## Task brief
Reproduce every item below word for word, with nothing changed, added, or left out.

## Records supplied
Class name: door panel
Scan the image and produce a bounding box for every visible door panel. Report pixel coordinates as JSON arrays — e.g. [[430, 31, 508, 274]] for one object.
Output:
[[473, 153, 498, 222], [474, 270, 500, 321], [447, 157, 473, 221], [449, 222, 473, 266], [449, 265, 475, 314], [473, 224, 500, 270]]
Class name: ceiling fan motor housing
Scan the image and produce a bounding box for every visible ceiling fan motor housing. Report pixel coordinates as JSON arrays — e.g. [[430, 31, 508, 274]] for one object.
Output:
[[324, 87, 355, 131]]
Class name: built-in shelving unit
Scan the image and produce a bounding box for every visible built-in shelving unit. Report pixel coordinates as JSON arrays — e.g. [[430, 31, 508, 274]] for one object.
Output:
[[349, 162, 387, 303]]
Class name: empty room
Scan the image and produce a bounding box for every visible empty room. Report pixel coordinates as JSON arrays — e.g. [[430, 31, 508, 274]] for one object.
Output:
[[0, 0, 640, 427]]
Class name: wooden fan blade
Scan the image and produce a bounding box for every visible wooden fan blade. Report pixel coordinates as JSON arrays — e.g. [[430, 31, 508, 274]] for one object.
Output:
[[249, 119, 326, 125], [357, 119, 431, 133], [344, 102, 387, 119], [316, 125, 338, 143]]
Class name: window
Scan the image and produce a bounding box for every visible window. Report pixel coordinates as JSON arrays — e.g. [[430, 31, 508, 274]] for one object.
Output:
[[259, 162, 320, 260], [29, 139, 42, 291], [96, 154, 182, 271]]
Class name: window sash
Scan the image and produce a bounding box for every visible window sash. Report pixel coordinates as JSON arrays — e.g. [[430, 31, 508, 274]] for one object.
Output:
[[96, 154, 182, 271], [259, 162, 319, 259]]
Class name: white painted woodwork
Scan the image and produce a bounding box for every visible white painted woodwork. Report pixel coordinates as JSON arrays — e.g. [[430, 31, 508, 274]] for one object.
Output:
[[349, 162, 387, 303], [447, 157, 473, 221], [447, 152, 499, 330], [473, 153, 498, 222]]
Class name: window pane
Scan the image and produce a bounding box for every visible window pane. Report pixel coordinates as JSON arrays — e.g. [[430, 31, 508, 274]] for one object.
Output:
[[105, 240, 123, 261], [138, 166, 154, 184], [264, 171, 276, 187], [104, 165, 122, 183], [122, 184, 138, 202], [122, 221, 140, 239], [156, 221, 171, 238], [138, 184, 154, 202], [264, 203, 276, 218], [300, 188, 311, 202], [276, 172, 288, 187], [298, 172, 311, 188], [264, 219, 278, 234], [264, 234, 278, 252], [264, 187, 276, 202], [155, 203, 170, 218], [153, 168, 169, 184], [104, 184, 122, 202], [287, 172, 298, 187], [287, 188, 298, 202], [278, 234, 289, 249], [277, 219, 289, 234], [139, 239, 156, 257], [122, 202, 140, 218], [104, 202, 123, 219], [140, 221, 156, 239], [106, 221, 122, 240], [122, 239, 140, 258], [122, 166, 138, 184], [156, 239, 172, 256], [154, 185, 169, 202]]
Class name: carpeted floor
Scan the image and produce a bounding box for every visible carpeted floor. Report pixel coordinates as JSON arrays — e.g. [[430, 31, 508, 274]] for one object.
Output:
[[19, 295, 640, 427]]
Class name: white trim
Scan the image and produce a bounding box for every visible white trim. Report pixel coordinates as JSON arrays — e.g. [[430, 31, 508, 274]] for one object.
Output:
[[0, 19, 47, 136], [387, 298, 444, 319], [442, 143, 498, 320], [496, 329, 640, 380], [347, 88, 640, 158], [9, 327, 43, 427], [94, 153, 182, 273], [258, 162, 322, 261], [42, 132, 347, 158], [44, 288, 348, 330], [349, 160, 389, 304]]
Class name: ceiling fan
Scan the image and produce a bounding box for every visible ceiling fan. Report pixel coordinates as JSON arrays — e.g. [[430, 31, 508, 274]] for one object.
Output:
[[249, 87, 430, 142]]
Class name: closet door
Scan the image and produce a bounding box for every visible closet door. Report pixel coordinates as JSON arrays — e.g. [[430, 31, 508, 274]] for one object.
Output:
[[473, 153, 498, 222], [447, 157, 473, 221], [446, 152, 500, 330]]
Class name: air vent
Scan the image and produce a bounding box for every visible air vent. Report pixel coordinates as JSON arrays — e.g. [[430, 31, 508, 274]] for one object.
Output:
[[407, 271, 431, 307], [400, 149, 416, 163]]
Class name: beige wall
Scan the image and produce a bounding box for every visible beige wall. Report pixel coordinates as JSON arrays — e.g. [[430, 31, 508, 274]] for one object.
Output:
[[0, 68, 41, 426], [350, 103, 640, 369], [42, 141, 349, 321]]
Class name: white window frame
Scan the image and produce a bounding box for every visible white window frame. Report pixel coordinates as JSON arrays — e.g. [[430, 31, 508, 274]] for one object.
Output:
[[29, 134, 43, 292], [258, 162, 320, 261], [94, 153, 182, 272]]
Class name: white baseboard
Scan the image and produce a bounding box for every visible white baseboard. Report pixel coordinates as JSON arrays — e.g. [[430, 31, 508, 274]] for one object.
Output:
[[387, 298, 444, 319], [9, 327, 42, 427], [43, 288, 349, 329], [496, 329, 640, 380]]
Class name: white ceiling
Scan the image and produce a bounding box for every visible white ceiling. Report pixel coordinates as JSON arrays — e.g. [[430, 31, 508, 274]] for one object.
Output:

## Exercise solution
Class name: door panel
Scan the image and produce a bounding box for every visible door panel. Report pixel coordinates as JSON arrays — e.g. [[430, 31, 508, 274]] for one object.
Output:
[[473, 153, 498, 222], [474, 270, 500, 321], [447, 157, 473, 221], [449, 222, 473, 266], [449, 265, 475, 314], [473, 224, 500, 270]]
Class name: ceiling fan motor housing
Scan the image and produce a bounding box for every visible ceiling fan motor housing. Report pixel coordinates as JSON arrays — e.g. [[430, 31, 508, 274]] for one object.
Output:
[[324, 87, 355, 131]]
Class name: built-in shelving unit
Scan the image and produce a bounding box for every visible built-in shelving unit. Report pixel coordinates as JSON arrays — e.g. [[430, 31, 508, 274]] for one object.
Output:
[[349, 162, 387, 303]]
Class name: empty room
Scan the image and produce a bounding box for every visible empty room. Report pixel coordinates as JSON arrays — e.g. [[430, 31, 508, 274]] for one object.
Output:
[[0, 0, 640, 427]]
Class name: wooden fan blade
Scan the image and produce a bounding box for every visible wooden fan blade. Report pixel coordinates as JSON arrays — e.g. [[430, 31, 508, 274]] for one object.
Output:
[[249, 119, 326, 125], [357, 119, 431, 133], [344, 102, 387, 119], [316, 125, 338, 143]]
Class name: window
Scan the image and produce a bounding box for every visible window. Report pixel coordinates as JSON arrays — e.g. [[430, 31, 508, 274]] for one object.
Output:
[[259, 162, 320, 260], [29, 139, 42, 291], [96, 154, 182, 271]]
Class name: window sash
Scan the image and produce a bounding box for every visible window sash. Report pixel coordinates as JSON arrays — e.g. [[430, 31, 508, 274]] for one object.
Output:
[[96, 154, 182, 271], [259, 162, 319, 259]]
Class name: white painted woodwork
Scan the image and produce a bounding box for every visible white painted woodwork. Report pixel coordinates as JSON arrays — e.g. [[430, 31, 508, 274]] for one object.
Output:
[[349, 162, 387, 303], [447, 157, 473, 221], [447, 152, 499, 330], [473, 153, 498, 222]]
Class name: window pane
Scan the image and produce a bounding box for every visible window pane. Report pixel coordinates as JSON arrays — e.g. [[430, 31, 508, 274]] for one object.
Output:
[[105, 240, 123, 261], [138, 166, 154, 184], [264, 171, 276, 187], [104, 165, 122, 183], [122, 184, 138, 202], [122, 221, 140, 239], [156, 221, 171, 238], [138, 184, 154, 202], [264, 203, 276, 218], [300, 188, 311, 202], [276, 172, 288, 187], [298, 172, 311, 188], [264, 219, 278, 234], [264, 234, 278, 252], [264, 187, 276, 202], [155, 203, 170, 218], [153, 168, 169, 184], [104, 184, 122, 202], [287, 172, 298, 187], [287, 188, 298, 202], [278, 234, 289, 249], [277, 219, 289, 234], [139, 239, 156, 257], [122, 202, 140, 218], [104, 202, 123, 219], [140, 221, 156, 239], [106, 221, 122, 240], [122, 239, 140, 258], [122, 166, 138, 184], [156, 239, 172, 256], [154, 185, 169, 202]]
Class name: carpeted floor
Scan the image and produce a bounding box for every visible carpeted floor. Report pixel coordinates as JSON arrays — e.g. [[430, 31, 508, 274]] for one object.
Output:
[[19, 295, 640, 427]]
Class name: white trim
Scan the image and produce a bounding box for every visible white trim. Report pixel coordinates as JSON arrays — e.g. [[430, 31, 508, 274]] for one object.
Output:
[[0, 19, 47, 136], [387, 298, 444, 319], [442, 143, 498, 320], [496, 329, 640, 380], [347, 88, 640, 158], [9, 327, 43, 427], [94, 153, 182, 273], [258, 162, 322, 261], [42, 132, 347, 158], [44, 288, 348, 330], [349, 160, 389, 304]]
Class name: ceiling fan
Scan the image and produce a bounding box for every visible ceiling fan. Report pixel coordinates as JSON arrays — e.g. [[430, 31, 508, 274]] for one object.
Output:
[[249, 87, 430, 142]]
Class name: closet door
Scan the image and produce a bounding box for every visible closet door. Report pixel coordinates as JSON arrays — e.g. [[430, 31, 508, 274]] for one object.
Output:
[[473, 153, 498, 222], [447, 157, 473, 221], [446, 152, 500, 330]]
Class name: air vent
Scan the image and produce a bounding box for every visible air vent. Report pixel coordinates as JSON arrays — e.g. [[430, 31, 508, 274]] for one object.
Output:
[[407, 271, 431, 307], [400, 149, 416, 163]]
Class name: beige wall
Scan the image and produce a bounding box for every visible beige wall. Report pixel coordinates as JSON arrays — e.g. [[430, 31, 508, 274]] for one object.
Output:
[[0, 68, 41, 426], [350, 103, 640, 369], [42, 141, 349, 321]]
Class name: white window frame
Scan the image and produce a bounding box for every visible white window frame. Report pixel coordinates as JSON arrays — e.g. [[430, 31, 508, 274]] for one object.
Output:
[[29, 134, 43, 292], [258, 162, 320, 261], [94, 153, 182, 272]]
Class name: white baseboard
Scan the image and produce a bounding box for every visible white baseboard. Report pixel coordinates as JSON arrays — e.g. [[430, 31, 508, 274]] for one object.
Output:
[[387, 298, 444, 319], [9, 327, 42, 427], [43, 288, 349, 329], [496, 329, 640, 380]]
Class name: white ceiling
Scan the image and produce a bounding box for every visible white ceiling. Report pixel coordinates as JSON arrays — e.g. [[430, 31, 508, 274]] for one object.
Output:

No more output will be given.